We are not talking about a pair of shoes here. We are talking about a live thing that has feelings. This is an adoption and should be thought of that way. If you were going through a baby adoption, you would not get a 100% refund if you decided you didn't want the baby anymore! 
I can see both ends of it, but lets not compare a pup to a pair of shoes. It is totally the breeders decision and I can respect whatever she decides. None of the breeders I talked to would have given me a full refund, they all had said that the first deposit was non-refundable and it is for their own good, so when something like this happens, they get some compensation for their time and effort and hardship. 
This is just my opinion.


----------



## FranH (May 8, 2005)

I guess I'll jump in .....

I would refund the purchase less all of the expenses involved.(and that could include time off from work, mileage to and from the airport, parking.etc.) I think this situation is the exception and not the rule. A clean and clear return policy will eliminate the problem in the future. 

On a brighter note, I hope this little guy ends up with the best family possible He certainly deserves it!


----------



## Katiesmommy (Sep 10, 2006)

DelmarvaGold said:


> Taking some ones money and giving them nothing in return is stealing and yes unethical as a breeder. I would think that Telsmith1 would want to protect her reputation as reputable breeder. Whatever excuse the buyer gave has NOTHING to do with refunding the purchase price. Bottom line is they do not want Toby. It's not like they had Toby for 3 years and one day decide to say "Hey, we no longer want him" Then, I do not feel they deserve a refund. But it's been ONLY 3 days. Suck it up, return the money, lesson learned! I don't think Toby was traumatized. I have had many, many puppies shipped ot me and they came bounding out of the crate unscathed.
> 
> I just retruned $1100 to a buyer that decided he didn't want the puppy at the last minute. So according to most of you I could have kept his money. Gee, I don't think that will fly in small claims court.


Ummmm....my husband and I bought a puppy from Telsmith1 and she is a darn good breeder. I really think this thread should be closed now. 

Thank You!


----------



## DelmarvaGold (Mar 7, 2006)

Yep, it is the breeder's decision and in the end she has to live with it. Personally, I need to sleep at night so I would have given a full refund. Hey, but that's me  

I hope Toby finds a great new home and all goes well.


----------



## Lexie's Mom (Dec 14, 2005)

····················

In the forum thread, how much money does the post quoted from DelmarvaGold say was returned to a buyer who decided at the last minute not to take a puppy?

# EXTRACTED INFORMATION

····················

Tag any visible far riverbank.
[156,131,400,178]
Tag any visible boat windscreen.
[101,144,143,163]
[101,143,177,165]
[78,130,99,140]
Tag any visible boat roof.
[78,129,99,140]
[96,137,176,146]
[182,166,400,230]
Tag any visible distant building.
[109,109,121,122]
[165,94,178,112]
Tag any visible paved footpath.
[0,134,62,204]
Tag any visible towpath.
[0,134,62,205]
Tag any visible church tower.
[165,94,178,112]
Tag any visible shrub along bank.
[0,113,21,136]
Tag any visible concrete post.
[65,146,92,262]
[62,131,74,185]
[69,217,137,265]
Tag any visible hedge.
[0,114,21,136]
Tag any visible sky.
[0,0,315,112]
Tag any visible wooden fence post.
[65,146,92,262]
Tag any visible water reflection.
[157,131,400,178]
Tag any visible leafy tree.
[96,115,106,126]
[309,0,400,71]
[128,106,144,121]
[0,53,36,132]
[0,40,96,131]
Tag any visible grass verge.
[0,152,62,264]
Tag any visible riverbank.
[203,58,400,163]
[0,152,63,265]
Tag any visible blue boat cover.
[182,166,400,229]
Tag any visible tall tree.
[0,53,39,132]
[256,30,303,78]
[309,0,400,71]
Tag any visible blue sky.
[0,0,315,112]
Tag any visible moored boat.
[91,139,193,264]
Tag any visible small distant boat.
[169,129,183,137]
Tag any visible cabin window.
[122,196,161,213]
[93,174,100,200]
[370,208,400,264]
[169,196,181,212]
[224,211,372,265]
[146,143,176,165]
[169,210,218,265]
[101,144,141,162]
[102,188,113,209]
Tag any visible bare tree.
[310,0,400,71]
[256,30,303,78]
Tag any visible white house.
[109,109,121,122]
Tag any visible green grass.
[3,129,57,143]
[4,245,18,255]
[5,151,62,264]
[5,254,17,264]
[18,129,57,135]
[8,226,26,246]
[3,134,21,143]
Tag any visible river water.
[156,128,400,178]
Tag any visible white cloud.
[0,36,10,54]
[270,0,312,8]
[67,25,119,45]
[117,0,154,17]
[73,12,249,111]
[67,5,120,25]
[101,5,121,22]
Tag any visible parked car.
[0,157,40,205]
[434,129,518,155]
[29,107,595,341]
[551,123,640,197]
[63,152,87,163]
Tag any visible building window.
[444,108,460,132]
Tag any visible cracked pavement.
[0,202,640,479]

····················

# EXPECTED OUTPUT
$1,100